### Text segment

MIT Economist Rudiger Dornbusch, November 1998
On the surface, the U.S. economy is gradually recovering. Based on mean reversion to potential GDP (which generally occurs over a 4-year horizon absent an intervening recession), we would expect GDP growth over the coming 4-year period to average 3.8%, with average monthly employment growth of 200,000 jobs. This would be my "benchmark" expectation if the U.S. and international banking systems were "clean." However, my concern is that the surface U.S. recovery is built over a foundation that is vulnerable to further strains. If our policy makers had made proper decisions over the past two years to clean up banks, restructure debt, and allow irresponsible lenders to take losses on bad loans, there is no doubt in my mind that we would be quickly on the course to a sustained recovery, regardless of the extent of the downturn we have experienced. Unfortunately, we have built our house on a ledge of ice.
Debt burdens have not been meaningfully reduced in the mortgage sector - they have only been extended. Home values are still well above their historical norm relative to incomes. Yet more than 20% of homeowners already have "negative equity" - mortgages that exceed the current prices of their homes. A few months ago, Deutsche Bank projected that the negative equity rate may rise to 48% in 2011. Yet even if we ignore the mortgages that have been "modified" by slapping delinquent payments onto the back of the obligation, one in seven U.S. homes is presently delinquent or in foreclosure. As much as we have done to make lenders whole, nothing apart from a major restructuring of mortgage obligations will ease the continuing vulnerability on the debtor side.
Meanwhile, the dependence of the banking system on short-term deposits is worse than it was prior to the crisis. The FDIC reports that time-deposits have declined for the 7th consecutive quarter, while the cost of funding assets has dropped below 1%, as banks rely on the shortest liabilities possible in order to earn higher interest spreads. So while the month-to-month progress of the economy has been somewhat encouraging, our policy makers have put us in the position of continually revisiting a can that they simply kicked down the road.
As we look ahead to the coming years, I believe that the best way to avoid major losses will be to remain mindful of the distinction between surface economic progress and latent (underlying) risks. As a starting point, we'll look at the "benchmark" scenario - the potential growth in GDP and employment that we can expect in the absence of further economic shocks. Second I think it's useful to review the observations that the late MIT economist Rudiger Dornbusch made in 1998, many of which are directly applicable to the present environment. Finally, we'll review the current state of the economy and the financial markets.

### Data section
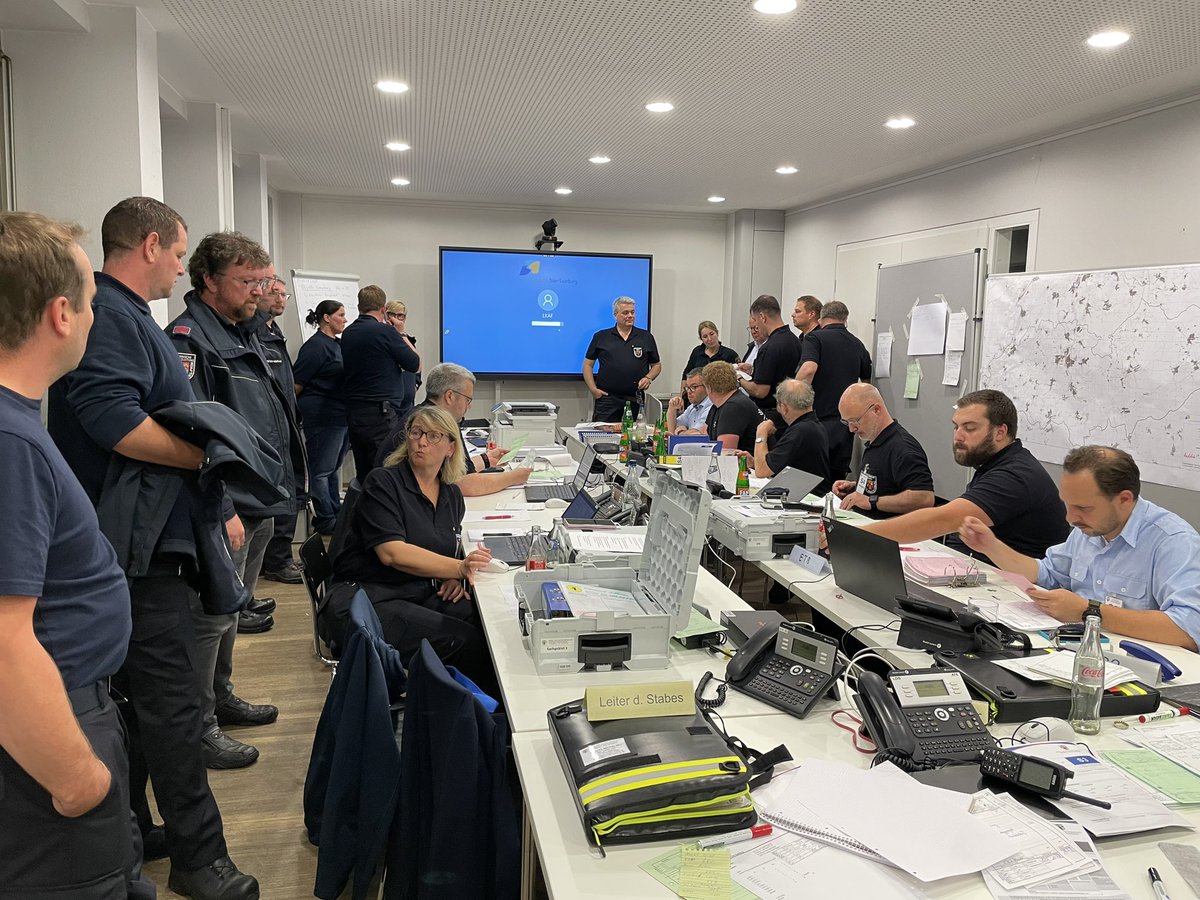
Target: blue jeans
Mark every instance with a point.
(327, 448)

### Exercise
Please carry on the essay on the U.S. economic recovery from the point where it stops. The listing comes from a separate source, unrelated to the essay on the U.S. economic recovery.

### Response to this exercise
The Mean-Reversion Benchmark
Although estimates by the Congressional Budget Office indicate potential GDP (driven by population growth and other factors) is likely to expand by only 2.3% annually over the coming four years, the "output gap" - the difference between actual GDP and current potential GDP - is large enough that simply closing that gap would require an additional 1.5% of GDP growth annually over the coming 4 years. In other words, simply closing the gap between actual and potential GDP over the coming 4-year period implies a "benchmark" expectation of roughly 3.8% annual real growth. This requires that we avoid fresh credit strains or other shocks.
Similarly, the pool of unemployed workers is sufficiently large, and potential gains from downsizing are sufficiently exhausted, that we would expect to observe a gradual expansion in employment simply on the basis of long-term mean reversion, provided that we avoid fresh credit strains or other shocks. The U.S. economy has lost over 7.5 million jobs in less than three years, putting non-farm payrolls at roughly 130 million jobs. Historically, the growth rate of payrolls has run at about half the growth rate of real GDP (with the remainder accounted for by productivity growth - this is a corollary to Okun's Law). So 3.8% real GDP growth implies job growth of about 1.9% annually. In an economy gradually reverting back to potential over the coming four year period, that would imply net job growth of about 2.5 million jobs annually, or about 200,000 jobs a month, on average.
As a side note, even if you tack on 2.2% inflation to get 6% growth in nominal GDP and corporate revenues, stock market investors are still stuck with the fact that any normalization profit margins and profits to GDP (which are highly cyclical and presently near their historic peak) would result in roughly zero earnings growth for the S&P 500 over the 4-year period.
These "benchmark" estimates assume that we avoid another economic downturn in the next few years. In the chart below, you can see the impact of such downturn on the actual 4-year growth of the economy, versus what one would have projected. Notice that in the chart below, periodic recessions have caused GDP growth to fall short of the benchmark expectations. For instance, the 1981-1982 recession caused a shortfall versus the 4-year growth that one would have anticipated in 1977-1978. The 1991 recession caused a shortfall versus what one would have expected in 1987. And the 2009 collapse caused a shortfall versus what one would have expected in 2005.
So the current "benchmark" expectation for 4-year real GDP growth is about 3.8% based on a gradual reversion to potential GDP, and the corresponding "benchmark" for job growth is about 200,000 jobs per month on a sustained basis. Still, these levels are highly dependent on avoiding a fresh recession in the interim, and unfortunately, the U.S. is perpetuating policy mistakes that threaten that result.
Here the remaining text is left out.